→ **PASSAGE**:
+-------+

If no such recommendation requirement were in place, trans people might feel more comfortable seeking out a therapist on their own terms and taking time to work through the things that bother them, rather than sprinting for the finish line.

After receiving their prized letter, transgender patients continue to face discrimination and hardship from medical doctors and nurses. Says Maggie: “I remember my first HRT doctor. She was a gynecologist who worked in the school clinic, and of course she was the only one who I could see at the time. With her I particularly remember feeling demeaned and invalidated. I would bring up a health concern of mine and she would decline to comment, saying that she only felt comfortable caring for female patients. Whenever she did that I felt like she didn’t take me seriously, but there was no one else I could go to. It sucked.”

Maggie goes on to describe another doctor who treated her for a while. “After school I ended up with another physician. On her website she said that she specialized in working with trans patients, but in person she didn’t seem to know much. She would take blood samples and flip-flop on the results. On one day she would say that hormone levels didn’t matter much, but on the next she would be really concerned that my levels were too low. I don’t think that she valued my opinion about how I felt very much.”

As Maggie describes it, transgender patients seem to know more than their doctors about the right kind of treatment for their own bodies. The fact of the matter is that there isn’t very much research available right now about how to treat transgender patients and how HRT affects them. Most treatment knowledge is passed around in the form anecdotes (among patients) and hunches (among doctors). In this sort of situation, however, it seems clear that the right way forward is to trust a patient’s judgment. Doctors and nurses should work to develop a better rapport with patients who belong to vulnerable groups.

Medical details aside, trans patients also face misgendering and disrespect in doctors’ offices. Trans men who visit a gynecologist for a checkup find that doctors and their staff are totally unprepared to handle male patients, and it shows in the quality of treatment they receive.

Even offices that try to do well handle patients awkwardly, sometimes creating more problems than they solve. Maggie recalls one such case. “For a while I had a doctor who insisted on having a female name to call me by. At the time I wasn’t comfortable being addressed as a woman and I hadn’t settled on a name yet, so I just threw one out to get her to stop. It really sucked because that’s how the office workers would address me in the waiting room, in public! I tried correcting them, but it didn’t seem to have an effect.”

+-------+

→ **SUPPLIED INFORMATION**:
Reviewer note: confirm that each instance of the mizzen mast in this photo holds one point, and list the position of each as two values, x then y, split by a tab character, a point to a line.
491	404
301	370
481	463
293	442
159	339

+-------+

→ **YOUR TASKS**:
1: Decide whether each statement agrees with the passage about transgender patients' medical care. For each, answer yes or no and quote the deciding words of the passage.
(a) Maggie's first HRT doctor was a gynecologist who worked in the school clinic.
(b) The physician Maggie saw after school said on her website that she specialized in working with trans patients.
(c) Plenty of research is now available on how HRT affects transgender patients.
2: Quote the passage about transgender patients' medical care between "As Maggie describes" and "to vulnerable groups.", inclusive.

→ **OUTPUTS BY TASK**:
1:
(a) Yes: "She was a gynecologist who worked in the school clinic"
(b) Yes: "On her website she said that she specialized in working with trans patients"
(c) No: "there isn’t very much research available right now about how to treat transgender patients and how HRT affects them"

2:
As Maggie describes it, transgender patients seem to know more than their doctors about the right kind of treatment for their own bodies. The fact of the matter is that there isn’t very much research available right now about how to treat transgender patients and how HRT affects them. Most treatment knowledge is passed around in the form anecdotes (among patients) and hunches (among doctors). In this sort of situation, however, it seems clear that the right way forward is to trust a patient’s judgment. Doctors and nurses should work to develop a better rapport with patients who belong to vulnerable groups.